[[ Information supplied, beginning ]]
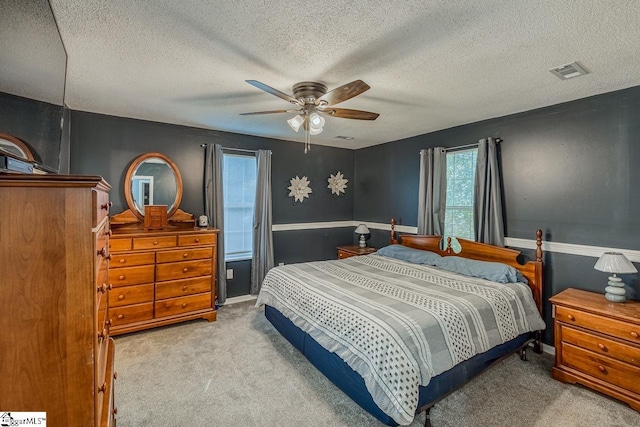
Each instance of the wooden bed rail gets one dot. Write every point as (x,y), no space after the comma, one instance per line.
(532,270)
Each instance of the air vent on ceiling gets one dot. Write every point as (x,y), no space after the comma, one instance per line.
(568,71)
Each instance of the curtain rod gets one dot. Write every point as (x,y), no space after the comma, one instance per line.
(233,149)
(462,147)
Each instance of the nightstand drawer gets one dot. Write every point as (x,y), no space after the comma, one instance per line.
(600,324)
(602,367)
(600,345)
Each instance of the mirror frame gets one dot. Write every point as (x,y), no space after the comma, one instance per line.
(127,183)
(21,145)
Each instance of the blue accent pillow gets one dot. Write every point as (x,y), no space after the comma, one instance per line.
(494,271)
(405,253)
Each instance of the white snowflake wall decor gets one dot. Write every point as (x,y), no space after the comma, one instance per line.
(299,188)
(337,183)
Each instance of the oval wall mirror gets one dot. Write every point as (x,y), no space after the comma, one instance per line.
(153,179)
(16,147)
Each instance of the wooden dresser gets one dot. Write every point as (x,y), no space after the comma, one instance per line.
(161,277)
(598,344)
(56,353)
(353,250)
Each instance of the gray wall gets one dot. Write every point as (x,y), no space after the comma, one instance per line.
(569,169)
(106,145)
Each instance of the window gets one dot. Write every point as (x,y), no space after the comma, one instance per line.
(239,189)
(461,173)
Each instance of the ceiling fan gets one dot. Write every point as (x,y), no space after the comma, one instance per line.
(315,101)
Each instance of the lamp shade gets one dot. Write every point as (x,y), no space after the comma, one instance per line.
(614,262)
(362,229)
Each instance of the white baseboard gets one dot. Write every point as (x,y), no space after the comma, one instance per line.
(241,298)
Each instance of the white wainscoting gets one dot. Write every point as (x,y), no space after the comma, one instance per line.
(558,247)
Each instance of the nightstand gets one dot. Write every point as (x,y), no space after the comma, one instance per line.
(598,344)
(353,250)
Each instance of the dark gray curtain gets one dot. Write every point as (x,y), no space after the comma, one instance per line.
(432,191)
(214,209)
(487,205)
(262,260)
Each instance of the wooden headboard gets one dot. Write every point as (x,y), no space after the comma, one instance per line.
(532,270)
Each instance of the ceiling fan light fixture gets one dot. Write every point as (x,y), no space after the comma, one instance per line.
(316,120)
(295,122)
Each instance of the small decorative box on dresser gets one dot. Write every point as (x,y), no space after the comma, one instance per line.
(598,344)
(56,355)
(162,277)
(353,250)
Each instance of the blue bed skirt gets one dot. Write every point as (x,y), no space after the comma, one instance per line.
(350,382)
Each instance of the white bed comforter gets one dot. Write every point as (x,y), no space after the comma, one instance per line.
(398,324)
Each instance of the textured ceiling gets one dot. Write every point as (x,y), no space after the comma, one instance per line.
(430,64)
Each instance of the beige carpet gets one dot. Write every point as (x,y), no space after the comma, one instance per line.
(239,371)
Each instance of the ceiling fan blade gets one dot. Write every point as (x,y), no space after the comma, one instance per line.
(343,93)
(269,112)
(273,91)
(346,113)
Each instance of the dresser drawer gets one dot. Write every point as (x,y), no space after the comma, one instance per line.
(119,244)
(182,270)
(154,242)
(605,325)
(131,275)
(127,295)
(130,260)
(175,306)
(602,367)
(184,255)
(131,313)
(178,288)
(101,206)
(197,239)
(600,345)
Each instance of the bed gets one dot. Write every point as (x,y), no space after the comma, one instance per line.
(397,336)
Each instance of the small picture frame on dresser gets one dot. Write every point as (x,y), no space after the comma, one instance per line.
(155,217)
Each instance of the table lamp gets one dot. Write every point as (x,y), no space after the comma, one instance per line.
(615,262)
(362,230)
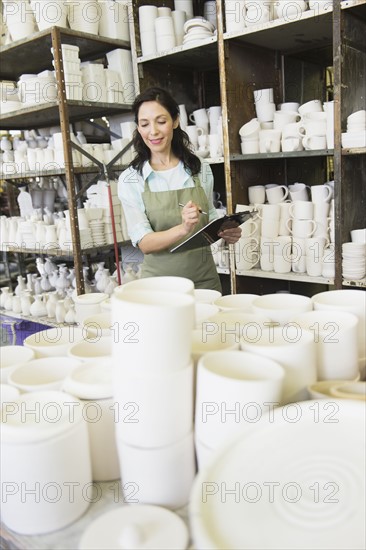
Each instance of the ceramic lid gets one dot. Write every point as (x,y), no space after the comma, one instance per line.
(92,380)
(37,416)
(136,527)
(293,480)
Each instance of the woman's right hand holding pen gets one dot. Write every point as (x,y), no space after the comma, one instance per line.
(190,215)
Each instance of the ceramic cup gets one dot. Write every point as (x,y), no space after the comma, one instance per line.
(232,386)
(335,337)
(294,349)
(162,475)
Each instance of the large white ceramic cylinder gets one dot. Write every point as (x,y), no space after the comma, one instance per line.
(92,384)
(353,301)
(153,410)
(161,476)
(153,331)
(281,307)
(45,463)
(160,284)
(335,337)
(294,349)
(233,388)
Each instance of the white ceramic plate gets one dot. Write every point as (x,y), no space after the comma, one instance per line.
(293,480)
(198,22)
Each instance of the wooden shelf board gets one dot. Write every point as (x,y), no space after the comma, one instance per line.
(34,52)
(312,29)
(285,276)
(359,284)
(354,151)
(198,56)
(56,251)
(59,172)
(47,114)
(283,155)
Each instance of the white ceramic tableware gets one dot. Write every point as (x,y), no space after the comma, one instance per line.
(54,341)
(353,301)
(45,484)
(45,374)
(13,357)
(294,349)
(154,330)
(335,338)
(162,475)
(280,307)
(232,387)
(248,479)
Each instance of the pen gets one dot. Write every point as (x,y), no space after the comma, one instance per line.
(199,210)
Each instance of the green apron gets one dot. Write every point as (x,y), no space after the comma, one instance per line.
(163,211)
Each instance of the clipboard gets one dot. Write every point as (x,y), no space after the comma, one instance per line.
(209,234)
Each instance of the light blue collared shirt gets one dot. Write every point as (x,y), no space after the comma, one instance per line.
(131,186)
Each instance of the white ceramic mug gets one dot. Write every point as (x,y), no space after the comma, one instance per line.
(193,133)
(298,191)
(314,143)
(302,210)
(301,228)
(257,194)
(314,247)
(321,193)
(276,193)
(269,141)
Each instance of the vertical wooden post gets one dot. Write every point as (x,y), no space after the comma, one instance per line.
(69,167)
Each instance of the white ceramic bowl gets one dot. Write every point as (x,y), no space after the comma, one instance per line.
(54,341)
(12,357)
[[ Information supplied, end ]]
• _Problem requirements_: Repeat word for word each line from the one with "Each instance of the green" to the end of the records above, inclusive.

• _Answer_:
Each instance of the green apron gets one dot. Write every point as (x,y), no space after the comma, one instance per line.
(163,211)
Each instance of the clipboard gets one dot. Write every point as (x,y), no space after the comma, one instance per line.
(209,234)
Each instance of the light blue collared shirt gets one dot. Write every point as (x,y), no space after the comma, one instance per line.
(131,186)
Each instance of the white ceramic mug gets one dot. Write every point as (x,y), no space after the comma, one instance per line.
(193,133)
(298,191)
(314,143)
(302,210)
(301,228)
(257,194)
(314,247)
(321,193)
(276,193)
(269,141)
Each instance of the vertical wooden post gets one dot. Write every point as (x,y), no space after the comma, one instance per line.
(69,167)
Each instance of the white ceramic bowl gets one dot. Write every point as (x,y), no space after the comma, one instance per line.
(54,341)
(12,357)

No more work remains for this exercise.